• Text provided
----

Maya can however receive incoming communication over a commandPort, which you can ‘pretend’ is a serial port.  Below I’ll describe how to do that.  A bunch of these steps I’d already discussed in previous blog posts here or on my mel wiki, which I’ll list individually first:

Overview of the process:

  1. Author Arduino code to read sensor data and send it over the serial port.
  2. Author Python code in Maya (Maya’s version of 64-bit Python 2.6) to setup a commandPort, and to do ‘something’ with the incoming data.
  3. Author Python code external to Maya (in 32-bit Python 2.6) to receive the Arduino serial data (using pySerial), and broadcast it to the open Maya commandPort.

Notes about the commandPort code below:

  • I’ve hard-coded the commandPort data below to the address of  “127.0.0.1:7777”.
  • 127.0.0.1 is the localHost address of your machine, you shouldn’t change that.  But the “7777” is an arbitrary port number I made up, feel free to change it.
  • The important thing is that it must be consistent in all the places referenced in the code below.

Step 1:  Author Arduino Code:

This is a very simple sketch showing you the bare-bones requirements. In my case, I’ve hooked up an analog sensor to pin 5 (in my case, it’s a light sensor).
Upload this to the Arduino and start broadcasting!  You can open the Arduino Serial Monitor to see what it’s up to, but be sure to close the monitor before you do any other work.

/**
SerialSend01
Eric Pavey 2011-01-26

Sketch will print the value from the sensor to the serial port.
Sensor is plugged into analog pin 5
*/

#define SENSOR 5
int val = 0;

void setup(){
  Serial.begin(9600);
}

void loop(){
  val = analogRead(SENSOR);
  // Print to the serial port:
  Serial.println(val);
  delay(100);
}

Step 2: Author Python code in Maya:

The below code could eventually be made into a well-packaged Maya-Python module, but for the time being you can just paste it into the Script Editor for execution.  Thing to note:

  • The Maya commandPort command has a ‘prefix’ parameter that takes the name of a mel procedure (not Python function) that can intercept the incoming data.  Because of this, we use Python to create a simple wrapper mel procedure that in turn calls to the Python function that does the work.

----

• Entries supplied
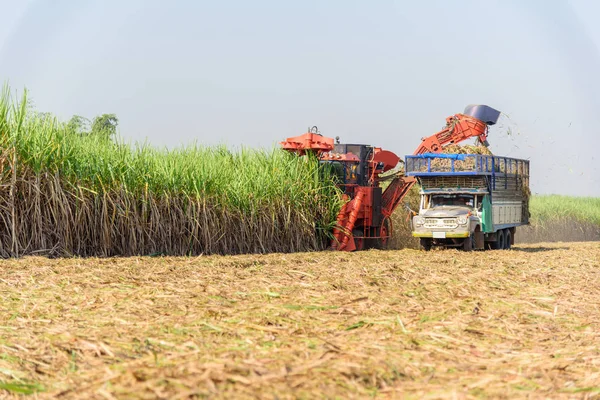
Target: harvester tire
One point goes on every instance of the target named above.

----

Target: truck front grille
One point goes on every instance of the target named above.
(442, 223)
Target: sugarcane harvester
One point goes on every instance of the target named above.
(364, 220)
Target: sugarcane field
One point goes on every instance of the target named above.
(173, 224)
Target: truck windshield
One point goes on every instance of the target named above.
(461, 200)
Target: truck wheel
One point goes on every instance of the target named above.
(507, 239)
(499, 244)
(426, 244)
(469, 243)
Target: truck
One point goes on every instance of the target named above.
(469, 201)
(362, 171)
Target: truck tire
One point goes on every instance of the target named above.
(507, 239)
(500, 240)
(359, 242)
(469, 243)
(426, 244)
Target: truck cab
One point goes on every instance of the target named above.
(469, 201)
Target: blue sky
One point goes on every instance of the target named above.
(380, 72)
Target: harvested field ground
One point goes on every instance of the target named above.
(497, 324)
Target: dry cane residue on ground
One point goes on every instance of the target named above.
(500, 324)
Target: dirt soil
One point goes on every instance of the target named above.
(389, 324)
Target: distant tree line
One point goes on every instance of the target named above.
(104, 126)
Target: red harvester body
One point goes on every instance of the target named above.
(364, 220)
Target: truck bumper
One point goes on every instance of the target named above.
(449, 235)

----

• Exercise
Can you print the entire Maya commandPort text, word for word? The data is separate material from the Maya commandPort text.

• The response
Maya can however receive incoming communication over a commandPort, which you can ‘pretend’ is a serial port.  Below I’ll describe how to do that.  A bunch of these steps I’d already discussed in previous blog posts here or on my mel wiki, which I’ll list individually first:

Overview of the process:

  1. Author Arduino code to read sensor data and send it over the serial port.
  2. Author Python code in Maya (Maya’s version of 64-bit Python 2.6) to setup a commandPort, and to do ‘something’ with the incoming data.
  3. Author Python code external to Maya (in 32-bit Python 2.6) to receive the Arduino serial data (using pySerial), and broadcast it to the open Maya commandPort.

Notes about the commandPort code below:

  • I’ve hard-coded the commandPort data below to the address of  “127.0.0.1:7777”.
  • 127.0.0.1 is the localHost address of your machine, you shouldn’t change that.  But the “7777” is an arbitrary port number I made up, feel free to change it.
  • The important thing is that it must be consistent in all the places referenced in the code below.

Step 1:  Author Arduino Code:

This is a very simple sketch showing you the bare-bones requirements. In my case, I’ve hooked up an analog sensor to pin 5 (in my case, it’s a light sensor).
Upload this to the Arduino and start broadcasting!  You can open the Arduino Serial Monitor to see what it’s up to, but be sure to close the monitor before you do any other work.

/**
SerialSend01
Eric Pavey 2011-01-26

Sketch will print the value from the sensor to the serial port.
Sensor is plugged into analog pin 5
*/

#define SENSOR 5
int val = 0;

void setup(){
  Serial.begin(9600);
}

void loop(){
  val = analogRead(SENSOR);
  // Print to the serial port:
  Serial.println(val);
  delay(100);
}

Step 2: Author Python code in Maya:

The below code could eventually be made into a well-packaged Maya-Python module, but for the time being you can just paste it into the Script Editor for execution.  Thing to note:

  • The Maya commandPort command has a ‘prefix’ parameter that takes the name of a mel procedure (not Python function) that can intercept the incoming data.  Because of this, we use Python to create a simple wrapper mel procedure that in turn calls to the Python function that does the work.